-- begin Data records --

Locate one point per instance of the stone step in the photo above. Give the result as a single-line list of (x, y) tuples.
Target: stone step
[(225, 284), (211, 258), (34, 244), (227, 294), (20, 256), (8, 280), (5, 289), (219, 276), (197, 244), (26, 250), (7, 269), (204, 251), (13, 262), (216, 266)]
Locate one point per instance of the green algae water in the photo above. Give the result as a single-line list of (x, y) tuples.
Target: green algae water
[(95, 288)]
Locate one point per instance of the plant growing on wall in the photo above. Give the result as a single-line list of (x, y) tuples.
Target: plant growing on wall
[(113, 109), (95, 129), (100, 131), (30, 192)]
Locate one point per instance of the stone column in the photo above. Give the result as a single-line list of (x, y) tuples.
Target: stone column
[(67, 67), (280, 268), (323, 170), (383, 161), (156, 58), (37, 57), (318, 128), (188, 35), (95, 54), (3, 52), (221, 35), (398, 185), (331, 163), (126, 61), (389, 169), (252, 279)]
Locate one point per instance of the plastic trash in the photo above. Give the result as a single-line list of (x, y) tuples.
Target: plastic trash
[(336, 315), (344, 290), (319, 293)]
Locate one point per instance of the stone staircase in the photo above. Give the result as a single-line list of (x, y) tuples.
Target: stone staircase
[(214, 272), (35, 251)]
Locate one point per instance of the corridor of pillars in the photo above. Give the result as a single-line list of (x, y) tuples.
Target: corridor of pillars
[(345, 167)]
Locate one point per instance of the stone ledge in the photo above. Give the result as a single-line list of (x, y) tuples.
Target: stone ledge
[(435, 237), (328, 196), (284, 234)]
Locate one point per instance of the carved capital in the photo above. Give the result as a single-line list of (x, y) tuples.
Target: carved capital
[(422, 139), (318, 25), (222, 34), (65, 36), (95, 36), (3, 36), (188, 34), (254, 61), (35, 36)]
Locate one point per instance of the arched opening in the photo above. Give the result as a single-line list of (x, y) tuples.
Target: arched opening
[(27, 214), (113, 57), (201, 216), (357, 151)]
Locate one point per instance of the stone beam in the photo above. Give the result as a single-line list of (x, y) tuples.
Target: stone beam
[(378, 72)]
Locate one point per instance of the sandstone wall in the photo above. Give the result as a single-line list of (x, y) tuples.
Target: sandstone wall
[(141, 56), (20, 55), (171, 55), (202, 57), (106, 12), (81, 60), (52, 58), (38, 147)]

-- end Data records --

**Task prompt**
Output the whole listing above again, word for word.

**Task solution**
Locate one point per instance of the stone step in the photo above. Give the result as a single-line list of (x, y) tuples.
Target: stone step
[(225, 284), (211, 258), (34, 244), (227, 294), (20, 256), (8, 280), (5, 289), (219, 276), (197, 244), (26, 250), (7, 269), (204, 251), (13, 262), (216, 266)]
Locate one point per instance of the green algae water in the photo above. Give the result as a single-line list of (x, y) tuples.
Target: green algae water
[(95, 288)]
Locate one point per instance of the plant growing on wall in the photo above. Give the result as a single-line list of (x, y) tuples.
Target: plant growing on wall
[(113, 109), (95, 129), (100, 131), (30, 192)]
Locate one point per instance of the stone column in the photo above. Give the result as a single-line list of (x, y) tuples.
Target: stone column
[(67, 67), (280, 268), (323, 170), (383, 161), (156, 58), (37, 57), (318, 128), (188, 35), (95, 54), (3, 52), (221, 35), (398, 185), (331, 163), (126, 61), (389, 169), (252, 279)]
Locate one point per instance of the plastic trash in the photo above. Give the result as a single-line list of (x, y) tuples.
Target: plastic trash
[(336, 315), (344, 290), (319, 293)]
Locate one point per instance of the stone staircase in the photo above. Give the result as a single-line list of (x, y) tuples.
Target: stone staircase
[(214, 272), (35, 251)]
Locate one point per instance of the corridor of pillars in the photo above. Give the result as a single-line list of (x, y) tuples.
Target: corridor of pillars
[(345, 167)]
Locate one point per instance of the stone ledge in the photo above. Give the result as a single-line list of (x, y) tuples.
Target: stone ledge
[(435, 237), (328, 196), (284, 234)]
Locate one point per instance of the carved capital in the photo above. Give the result as a single-line list of (x, y) tuples.
Target: carved capital
[(422, 139), (318, 25), (222, 34), (65, 36), (95, 36), (3, 36), (188, 34), (254, 61), (35, 36)]
Locate one point per instance of the arched opening in the photo above. Give the result as a single-line list of (x, y) tuples.
Target: arched opening
[(27, 214), (113, 57), (201, 216), (357, 151)]
Locate one point per instance of the stone beam in the photo above. Give the result as a single-line list of (x, y) tuples.
Target: stone beam
[(378, 72)]
Locate one point per instance of the sandstone wall in the photo above. Give the result as a single-line list of (x, y) tuples.
Target: sandstone wall
[(141, 56), (20, 55), (171, 55), (202, 57), (106, 12), (81, 60), (52, 58), (38, 147)]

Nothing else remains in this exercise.